**EXERCISE OBJECTIVE**
Return each entry exactly, so that nothing in the data differs from the original.

• • • • • • •

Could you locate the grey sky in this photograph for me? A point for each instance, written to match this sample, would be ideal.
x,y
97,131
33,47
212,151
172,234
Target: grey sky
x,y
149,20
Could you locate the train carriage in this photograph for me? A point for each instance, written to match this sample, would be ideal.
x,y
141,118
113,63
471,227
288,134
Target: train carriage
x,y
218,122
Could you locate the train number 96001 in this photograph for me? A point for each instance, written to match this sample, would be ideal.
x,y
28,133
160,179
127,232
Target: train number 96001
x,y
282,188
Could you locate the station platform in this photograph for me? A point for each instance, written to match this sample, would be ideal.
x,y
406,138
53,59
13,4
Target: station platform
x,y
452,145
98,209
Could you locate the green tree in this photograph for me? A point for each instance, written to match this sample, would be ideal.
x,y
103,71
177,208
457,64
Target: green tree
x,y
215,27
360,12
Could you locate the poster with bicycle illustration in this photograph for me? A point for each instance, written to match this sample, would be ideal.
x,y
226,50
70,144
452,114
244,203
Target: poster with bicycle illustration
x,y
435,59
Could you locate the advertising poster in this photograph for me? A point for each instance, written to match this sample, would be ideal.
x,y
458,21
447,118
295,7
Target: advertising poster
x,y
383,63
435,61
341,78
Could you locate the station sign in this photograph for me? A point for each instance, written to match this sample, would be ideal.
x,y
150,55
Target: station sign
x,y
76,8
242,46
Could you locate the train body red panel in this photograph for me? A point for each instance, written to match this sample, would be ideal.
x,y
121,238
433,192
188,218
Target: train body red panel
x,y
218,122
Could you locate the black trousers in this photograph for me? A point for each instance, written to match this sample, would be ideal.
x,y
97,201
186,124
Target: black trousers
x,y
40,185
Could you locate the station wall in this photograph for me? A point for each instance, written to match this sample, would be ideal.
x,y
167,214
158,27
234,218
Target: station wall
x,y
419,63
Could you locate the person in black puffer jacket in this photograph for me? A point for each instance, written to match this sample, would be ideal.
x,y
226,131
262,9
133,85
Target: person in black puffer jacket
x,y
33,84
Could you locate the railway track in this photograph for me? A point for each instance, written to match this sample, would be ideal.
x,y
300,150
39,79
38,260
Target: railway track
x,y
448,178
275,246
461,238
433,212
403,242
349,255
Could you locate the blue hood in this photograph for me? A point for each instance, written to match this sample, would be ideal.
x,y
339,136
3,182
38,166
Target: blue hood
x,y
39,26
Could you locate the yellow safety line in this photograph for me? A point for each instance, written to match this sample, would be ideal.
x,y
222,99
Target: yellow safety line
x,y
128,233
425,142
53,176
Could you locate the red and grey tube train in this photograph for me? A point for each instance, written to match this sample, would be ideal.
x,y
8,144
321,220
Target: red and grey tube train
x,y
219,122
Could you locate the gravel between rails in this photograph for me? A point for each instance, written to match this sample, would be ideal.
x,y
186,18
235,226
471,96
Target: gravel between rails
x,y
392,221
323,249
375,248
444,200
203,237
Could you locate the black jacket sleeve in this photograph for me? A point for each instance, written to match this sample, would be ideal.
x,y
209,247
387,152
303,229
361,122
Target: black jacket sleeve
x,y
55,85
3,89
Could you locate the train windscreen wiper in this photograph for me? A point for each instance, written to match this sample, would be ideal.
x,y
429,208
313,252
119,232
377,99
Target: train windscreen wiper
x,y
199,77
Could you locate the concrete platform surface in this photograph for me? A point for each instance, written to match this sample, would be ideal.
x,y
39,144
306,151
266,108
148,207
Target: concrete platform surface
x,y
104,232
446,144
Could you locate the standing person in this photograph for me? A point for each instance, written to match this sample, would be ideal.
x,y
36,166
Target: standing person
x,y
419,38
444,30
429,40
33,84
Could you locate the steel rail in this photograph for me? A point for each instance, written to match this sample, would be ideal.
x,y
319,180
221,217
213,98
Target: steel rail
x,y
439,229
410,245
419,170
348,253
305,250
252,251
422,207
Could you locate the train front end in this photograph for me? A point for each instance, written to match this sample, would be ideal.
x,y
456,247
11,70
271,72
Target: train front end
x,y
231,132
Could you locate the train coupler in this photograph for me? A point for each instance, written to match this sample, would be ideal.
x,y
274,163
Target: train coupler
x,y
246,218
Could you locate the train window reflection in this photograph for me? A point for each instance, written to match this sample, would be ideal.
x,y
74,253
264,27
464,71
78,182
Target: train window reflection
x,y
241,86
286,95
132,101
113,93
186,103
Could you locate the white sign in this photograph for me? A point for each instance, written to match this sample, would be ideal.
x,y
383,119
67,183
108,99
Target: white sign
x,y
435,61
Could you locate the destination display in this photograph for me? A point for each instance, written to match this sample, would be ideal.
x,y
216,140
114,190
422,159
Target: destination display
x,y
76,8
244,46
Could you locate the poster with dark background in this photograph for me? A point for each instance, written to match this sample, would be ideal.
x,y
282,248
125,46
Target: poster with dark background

• • • • • • •

**EXERCISE RESPONSE**
Could you locate the grey sky in this photograph for me? A point for each instance, written to match this sample, would be ideal.
x,y
97,131
33,47
212,151
172,234
Target: grey sky
x,y
149,20
Could you locate the train carriage in this photograph for me? A point for each instance, written to match this sample, would be ideal.
x,y
141,118
113,63
471,227
288,134
Target: train carriage
x,y
218,122
Could you locate the train number 96001 in this photograph for me? A point for each instance, written to match this sample, would be ideal.
x,y
28,133
160,179
127,232
Target: train number 96001
x,y
282,188
Could you locate the station platform in this photograph for me? A point for each instance, written to match this sample, would be ideal.
x,y
406,138
53,59
13,4
Target: station platform
x,y
452,145
98,209
Could you locate the green tree in this photograph for me? A point for each instance, written to match this sample, would be ideal.
x,y
103,71
177,208
457,64
Target: green tree
x,y
215,27
360,12
Could you locate the poster with bicycle illustration in this photograph for me? A point for each instance, written to match this sample, would be ideal.
x,y
226,50
70,144
452,114
244,203
Target: poster with bicycle illustration
x,y
435,59
Could you locate the advertising poster in this photograph for me? A point for each instance, written to match this sample, would be ideal.
x,y
458,21
447,118
295,7
Target: advertising poster
x,y
383,63
435,61
341,78
Could you locate the station sign in this photograph for me? A point for each instance, written to match this sample, would be ideal.
x,y
150,55
Target: station sign
x,y
76,8
242,46
Could you locate the train body red panel in this photograph for me? A point for each instance, written to match this sample, would be ideal.
x,y
121,238
433,192
188,218
Target: train body red panel
x,y
218,122
Could you locate the black trousers in this photograph for me? A point for each instance, written to match this sample, would be ideal.
x,y
97,201
186,124
Target: black trousers
x,y
40,185
Could you locate the station wall in this photograph for me? A point for each instance, written to match this sample, would be ideal.
x,y
167,214
158,27
234,218
Target: station wall
x,y
419,63
Could you locate the person in black puffer jacket in this photograph for me? A point for each instance, written to match this sample, would be ideal.
x,y
226,131
262,9
133,85
Target: person in black puffer jacket
x,y
33,84
Could you locate the railway track in this photograph for me? A point for each instance, written to match this sample, would be ideal.
x,y
300,150
39,79
38,260
Target: railway track
x,y
448,178
275,246
461,238
433,212
403,242
349,255
Could you locate the blue hood in this photograph for me? A point for each instance, written to match this sample, would be ideal.
x,y
339,136
3,182
38,166
Target: blue hood
x,y
39,26
Could you locate the yellow safety line in this photograph for me? A point for each instance, written to match this sample, would be ideal.
x,y
222,99
Target: yellow safety line
x,y
128,233
425,142
53,176
Could you locate the red and grey tube train in this photograph for me? A point for each instance, written to match this sample, would be ideal.
x,y
8,144
321,220
Target: red and grey tube train
x,y
219,122
Could you locate the gravel between rails in this photograph for me? A point for each instance, written to match this sample, would be ideal.
x,y
186,18
235,226
471,96
Target: gravel between rails
x,y
392,221
323,249
375,248
444,200
203,237
Could you locate the black jacket sleeve in this photograph for me? A point for each instance, written to match this sample, would be ideal.
x,y
209,247
387,152
303,229
361,122
Target: black jacket sleeve
x,y
55,85
3,89
Could you locate the train windscreen wiper in this photograph for me? A point for each instance, written to match this sample, would be ideal.
x,y
429,208
313,252
119,232
377,99
Target: train windscreen wiper
x,y
199,77
Could you locate the concrete platform surface in this photograph for me? A point for each instance, written to match this sample, would be ideal.
x,y
39,144
306,151
266,108
148,207
Target: concrete platform surface
x,y
104,232
446,144
Could you locate the standing person in this photograph for me? A point for each instance, written to match this sample, would be ideal.
x,y
36,166
Target: standing person
x,y
419,38
444,30
429,40
33,84
Could you locate the steel rail in this photograph for me? A point for each instance, written to match this sample, would be ideal.
x,y
319,180
221,217
213,98
Target: steel rail
x,y
439,229
410,245
419,170
348,253
305,250
252,251
422,207
Could you locate the train front end in this photograph for me? A point for each instance, written to match this sample, would be ideal.
x,y
456,247
11,70
271,72
Target: train front end
x,y
231,132
Could you locate the train coupler in this photograph for me? A point for each instance, written to match this sample, would be ideal.
x,y
274,163
Target: train coupler
x,y
246,218
Could you locate the train window reflection in this photograph for me? A point for each instance, written to match this sample, would be ideal.
x,y
74,253
264,27
464,71
78,182
Target: train window reflection
x,y
241,86
286,95
132,101
113,93
186,103
Could you locate the white sign in this photograph for me? A point for each instance, written to match this sample, would be ideal.
x,y
383,119
67,183
108,99
Target: white sign
x,y
435,61
Could you locate the destination display in this photograph for me? A point for each instance, written to match this sample, would be ideal.
x,y
216,140
114,190
422,159
Target: destination display
x,y
76,8
244,46
Could you locate the poster with dark background in this photograph for me? A point for each instance, written to match this sample, would be ideal.
x,y
282,248
125,46
Target: poster with dark background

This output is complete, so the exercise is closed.